= TUJUAN LATIHAN =
Kutip semua catatan di bawah ini tanpa mengubah satu huruf atau angka pun.

- - -

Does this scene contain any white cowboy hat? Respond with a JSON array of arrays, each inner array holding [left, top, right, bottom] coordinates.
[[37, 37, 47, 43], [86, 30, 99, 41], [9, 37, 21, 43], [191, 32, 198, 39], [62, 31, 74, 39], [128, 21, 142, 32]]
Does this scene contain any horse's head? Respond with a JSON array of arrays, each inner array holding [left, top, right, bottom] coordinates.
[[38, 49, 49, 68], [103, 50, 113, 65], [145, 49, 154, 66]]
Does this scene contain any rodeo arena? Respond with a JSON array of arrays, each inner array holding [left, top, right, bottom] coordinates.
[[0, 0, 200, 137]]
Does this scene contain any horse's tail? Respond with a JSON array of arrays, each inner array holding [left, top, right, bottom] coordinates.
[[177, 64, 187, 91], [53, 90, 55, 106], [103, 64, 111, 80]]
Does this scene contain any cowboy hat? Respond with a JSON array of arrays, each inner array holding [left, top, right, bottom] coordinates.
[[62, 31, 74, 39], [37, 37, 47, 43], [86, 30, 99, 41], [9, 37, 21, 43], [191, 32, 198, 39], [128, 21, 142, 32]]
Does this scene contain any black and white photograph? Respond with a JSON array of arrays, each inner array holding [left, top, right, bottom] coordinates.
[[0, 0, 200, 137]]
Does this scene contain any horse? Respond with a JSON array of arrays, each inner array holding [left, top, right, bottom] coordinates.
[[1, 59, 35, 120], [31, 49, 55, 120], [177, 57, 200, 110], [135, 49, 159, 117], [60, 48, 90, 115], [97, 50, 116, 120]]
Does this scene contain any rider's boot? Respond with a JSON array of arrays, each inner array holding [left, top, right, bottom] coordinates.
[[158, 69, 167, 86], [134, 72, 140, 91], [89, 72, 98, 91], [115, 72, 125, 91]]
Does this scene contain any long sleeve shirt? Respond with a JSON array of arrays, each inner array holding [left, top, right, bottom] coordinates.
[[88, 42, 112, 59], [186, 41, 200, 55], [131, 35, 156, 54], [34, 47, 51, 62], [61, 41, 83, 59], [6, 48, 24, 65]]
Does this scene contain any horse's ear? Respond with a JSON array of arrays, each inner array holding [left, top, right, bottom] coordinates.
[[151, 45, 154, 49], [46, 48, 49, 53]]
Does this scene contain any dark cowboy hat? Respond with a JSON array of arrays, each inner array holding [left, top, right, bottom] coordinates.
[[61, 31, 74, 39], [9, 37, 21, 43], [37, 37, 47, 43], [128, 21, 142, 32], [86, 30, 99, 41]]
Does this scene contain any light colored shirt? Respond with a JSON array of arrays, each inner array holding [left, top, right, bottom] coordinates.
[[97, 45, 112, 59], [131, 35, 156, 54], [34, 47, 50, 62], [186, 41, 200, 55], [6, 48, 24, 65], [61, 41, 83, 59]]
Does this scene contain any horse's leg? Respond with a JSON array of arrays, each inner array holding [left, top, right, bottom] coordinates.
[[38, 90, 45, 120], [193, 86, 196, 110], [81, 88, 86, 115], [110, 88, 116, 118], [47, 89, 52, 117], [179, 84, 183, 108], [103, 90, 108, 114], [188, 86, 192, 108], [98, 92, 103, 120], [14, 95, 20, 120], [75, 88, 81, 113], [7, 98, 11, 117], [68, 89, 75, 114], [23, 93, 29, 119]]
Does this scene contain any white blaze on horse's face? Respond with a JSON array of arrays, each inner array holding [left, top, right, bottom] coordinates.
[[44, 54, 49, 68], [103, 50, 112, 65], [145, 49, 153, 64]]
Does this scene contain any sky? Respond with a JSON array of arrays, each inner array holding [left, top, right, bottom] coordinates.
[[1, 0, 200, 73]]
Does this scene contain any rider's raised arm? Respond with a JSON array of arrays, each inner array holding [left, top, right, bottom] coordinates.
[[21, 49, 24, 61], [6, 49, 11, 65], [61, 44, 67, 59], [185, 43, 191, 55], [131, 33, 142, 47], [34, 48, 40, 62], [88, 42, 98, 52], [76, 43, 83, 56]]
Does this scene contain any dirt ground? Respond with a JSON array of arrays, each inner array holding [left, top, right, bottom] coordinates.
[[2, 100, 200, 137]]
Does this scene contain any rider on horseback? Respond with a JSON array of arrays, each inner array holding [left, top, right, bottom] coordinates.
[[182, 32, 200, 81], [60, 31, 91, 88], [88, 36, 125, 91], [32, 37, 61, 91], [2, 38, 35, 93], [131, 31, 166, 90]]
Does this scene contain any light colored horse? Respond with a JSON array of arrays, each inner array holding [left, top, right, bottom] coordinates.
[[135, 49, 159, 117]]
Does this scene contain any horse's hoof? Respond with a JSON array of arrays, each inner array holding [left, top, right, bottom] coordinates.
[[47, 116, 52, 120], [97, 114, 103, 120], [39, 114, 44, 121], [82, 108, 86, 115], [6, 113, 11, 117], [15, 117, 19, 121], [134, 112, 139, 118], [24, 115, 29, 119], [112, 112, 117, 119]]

- - -

= JAWABAN BERIKUT =
Does this scene contain any white cowboy hat? Respond with a JSON array of arrays, each inner array holding [left, top, right, bottom] coordinates.
[[37, 37, 47, 43], [86, 30, 99, 41], [9, 37, 21, 43], [191, 32, 198, 39], [62, 31, 74, 39], [128, 21, 142, 32]]
Does this scene contain any horse's head? Respond with a JSON array of arrays, each inner array holding [left, top, right, bottom] coordinates.
[[38, 49, 49, 68], [103, 50, 113, 65], [145, 49, 154, 66]]
Does this scene contain any rodeo arena? Respond with a JSON array of arrays, each inner array holding [left, top, right, bottom] coordinates.
[[0, 0, 200, 137]]
Does this scene contain any horse's tail? Respond with a JSON array of arrays, each inner array holding [left, top, right, bottom] coordinates.
[[177, 64, 187, 91], [53, 90, 55, 106], [103, 64, 111, 80]]
Does this scene contain any cowboy hat? Respond with a JSON array of arrays, each inner array holding [left, top, right, bottom] coordinates.
[[62, 31, 74, 39], [37, 37, 47, 43], [86, 30, 99, 41], [9, 37, 21, 43], [191, 32, 198, 39], [128, 21, 142, 32]]
Does this scene contain any black and white photograph? Respond with a JSON array of arrays, each inner array holding [left, top, right, bottom] coordinates.
[[0, 0, 200, 137]]
Does this scene contain any horse? Respond with a JSON array of arrays, each inner array holding [left, top, right, bottom] coordinates.
[[1, 59, 35, 120], [31, 49, 55, 120], [177, 57, 200, 110], [135, 49, 159, 117], [60, 48, 90, 115], [97, 50, 116, 120]]
Does this scene contain any rider's boot? Respond with a JSON array of arrays, each inner array holding [left, top, right, bottom] coordinates.
[[158, 69, 167, 86], [134, 72, 140, 91], [89, 72, 98, 91], [115, 72, 125, 91]]
Does this scene contain any long sleeve shirt? Respond with a JSON array of arrays, each inner array holding [left, top, right, bottom] coordinates.
[[88, 42, 112, 59], [186, 41, 200, 55], [131, 35, 156, 54], [34, 47, 51, 62], [61, 41, 83, 59], [6, 48, 24, 65]]
Does this scene contain any horse's ear? Respond with a JSON array of arrays, each inner array holding [left, top, right, bottom] coordinates.
[[151, 45, 154, 49], [46, 48, 49, 53]]
Does this scene contain any dark cowboy hat? Respond with a JSON array of arrays, each inner array holding [left, top, right, bottom] coordinates.
[[61, 31, 74, 39], [9, 37, 21, 43], [37, 37, 47, 43], [128, 21, 142, 32], [86, 30, 99, 41]]
Does this scene contain any light colored shirt? Respond with a JSON array of arrays, each inner array holding [left, top, right, bottom] coordinates.
[[97, 45, 112, 59], [131, 35, 156, 54], [34, 47, 50, 62], [186, 41, 200, 55], [6, 48, 24, 65], [61, 41, 83, 59]]
Does this scene contain any horse's leg? Respond with a JSON array of arrays, each inner array holding [left, top, right, bottom] coordinates.
[[38, 90, 45, 120], [193, 86, 196, 110], [81, 88, 86, 115], [110, 88, 116, 118], [47, 89, 52, 117], [179, 84, 183, 108], [103, 90, 108, 114], [188, 86, 192, 108], [98, 92, 103, 120], [14, 95, 20, 120], [75, 88, 81, 113], [7, 98, 11, 117], [68, 89, 75, 114], [23, 93, 29, 119]]
Does this scene contain any white blaze on horse's face? Respond with a JSON array of arrays, each inner array holding [left, top, right, bottom] coordinates.
[[44, 54, 49, 68], [103, 50, 112, 65], [145, 49, 153, 64]]
Does this scene contain any sky? Respond with a JSON array of arrays, each inner array holding [left, top, right, bottom] coordinates.
[[1, 0, 200, 73]]
Does this scene contain any rider's raised arm? Respond with a JSON array of arrays, each inner array holding [left, top, right, bottom] coordinates.
[[21, 49, 24, 61], [6, 49, 11, 65], [61, 44, 67, 59], [185, 43, 191, 55], [131, 33, 142, 47], [34, 48, 40, 62], [88, 42, 98, 52], [76, 43, 83, 56]]
Does this scene contain any dirt ground? Respond with a JSON array of arrays, each inner array holding [left, top, right, bottom] coordinates.
[[2, 100, 200, 137]]
Does this scene contain any rider on horseback? Respond with a JSON array of arrays, each inner array holding [left, top, right, bottom] coordinates.
[[182, 32, 200, 81], [60, 31, 91, 88], [88, 36, 125, 91], [32, 37, 61, 91], [2, 38, 35, 93], [131, 31, 166, 90]]
Does this scene contain any light colored horse? Respond with a JSON array of arrays, each inner array holding [left, top, right, bottom] coordinates.
[[135, 49, 159, 117]]
Does this scene contain any horse's hoof? Respond with a JSON array of arrays, each inner array holding [left, top, right, bottom] coordinates.
[[47, 116, 52, 120], [97, 114, 103, 120], [39, 114, 44, 121], [82, 108, 86, 115], [6, 113, 11, 117], [15, 117, 19, 121], [134, 112, 139, 118], [24, 115, 29, 119], [112, 112, 117, 119]]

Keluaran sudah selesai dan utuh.